=== ОБЯЗАТЕЛЬНЫЕ ЗАДАНИЯ ===
[1] Переведите на английский язык предложение из текста о Едином Государстве: «Оберегает все это Бюро Хранителей, зорко следящих, нет ли отступлений от правил.»
[2] Воспроизведите без изменений часть текста о Едином Государстве, которая открывается словами, содержащими «Этим систематическим бредом», и завершается словами «Нарушителям — смерть.».

=== ИСХОДНЫЙ ТЕКСТ ===
============
Не верите? Читайте! «Как всегда, Музыкальный Завод всеми своими трубами пел Марш Единого Государства. Мерными рядами, по четыре, восторженно отбивая такт, шли нумера — сотни, тысячи нумеров, в голубоватых юнифах, с золотыми бляхами на груди — государственный нумер каждого и каждой». D-503, 0-90, R-13, J-330, S-4711… Нет людей, нет имен. Одни нумера! «Каждое утро… б один и тот же час и в одну и ту же минуту мы, миллионы, встаем как один. В один и тот же час единомиллионно начинаем работу единомиллионно кончаем. И сливаемся в единое миллионнорукое тело, в одну и ту же… секунду мы подносим ложки ко рту и в одну и ту же секунду выходим на прогулку и идем в аудиториум… отходим ко сну…»

Этим систематическим бредом правит Часовая Скрижаль, отмеряющая ритм существования. Оберегает все это Бюро Хранителей, зорко следящих, нет ли отступлений от правил. Над всем и всеми — Благодетель, заботящийся о своих подданных и решающий их судьбы. Вокруг города, разделенного на проспекты, — Зеленая Стена; за которой находится дикая, неупорядоченная жизнь. Туда когда-то было изгнано все бесполезное и неразумное, все частное и индивидуальное. Доступ, конечно, не разрешен, ибо в Едином Государстве благонамеренны лишь прямые линии, точные цифры, общие мнения и согласованные поступки. Нарушителям — смерть.
============
=== ВЫДЕРЖКА ИЗ ДАННЫХ ===
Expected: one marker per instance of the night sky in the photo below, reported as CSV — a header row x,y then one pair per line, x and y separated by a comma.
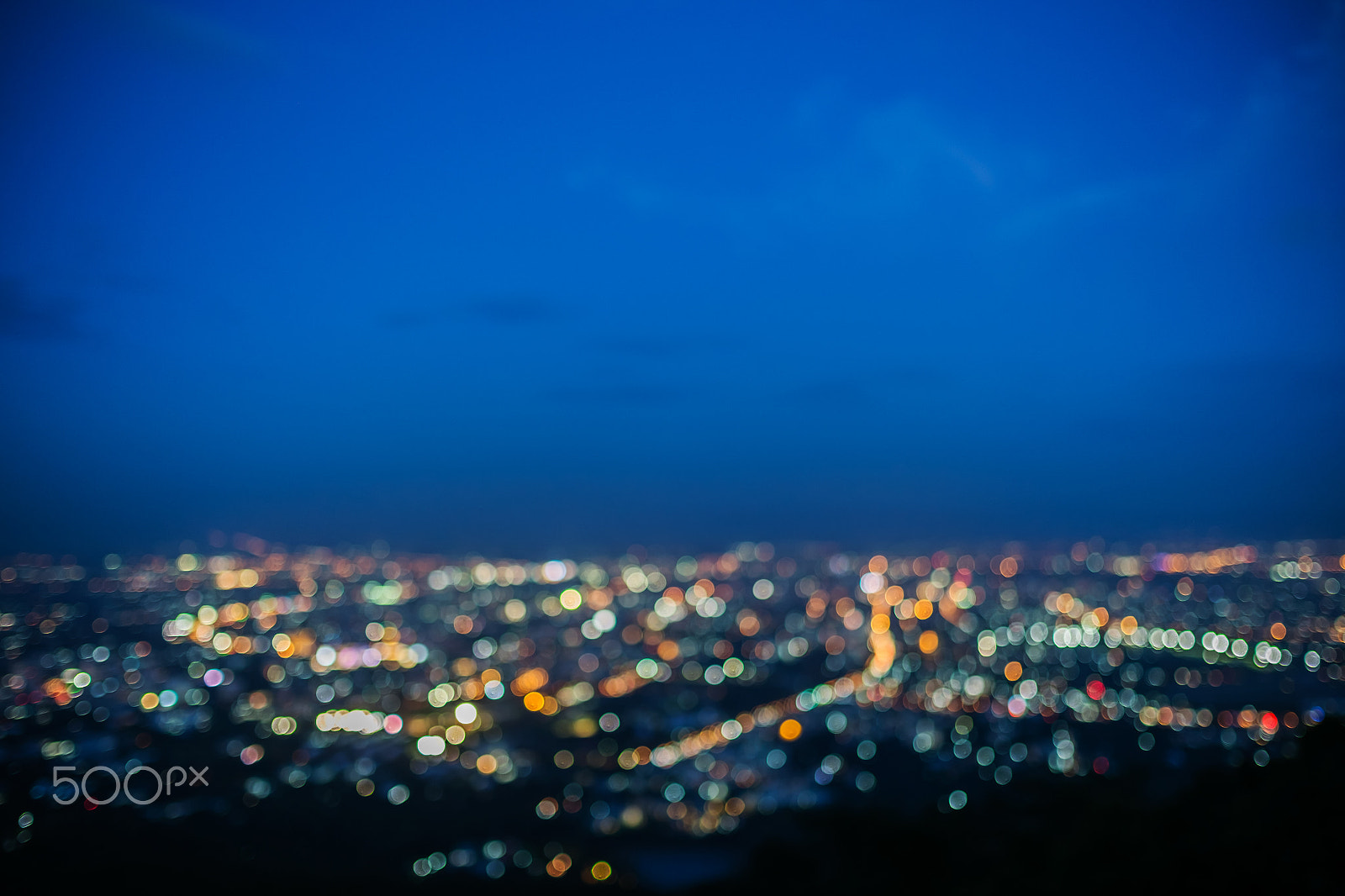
x,y
529,277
============
=== СПИСОК РЕШЕНИЙ ===
[1] All of this is guarded by the Bureau of Guardians, who keep a sharp watch for any deviations from the rules.

[2]
Этим систематическим бредом правит Часовая Скрижаль, отмеряющая ритм существования. Оберегает все это Бюро Хранителей, зорко следящих, нет ли отступлений от правил. Над всем и всеми — Благодетель, заботящийся о своих подданных и решающий их судьбы. Вокруг города, разделенного на проспекты, — Зеленая Стена; за которой находится дикая, неупорядоченная жизнь. Туда когда-то было изгнано все бесполезное и неразумное, все частное и индивидуальное. Доступ, конечно, не разрешен, ибо в Едином Государстве благонамеренны лишь прямые линии, точные цифры, общие мнения и согласованные поступки. Нарушителям — смерть.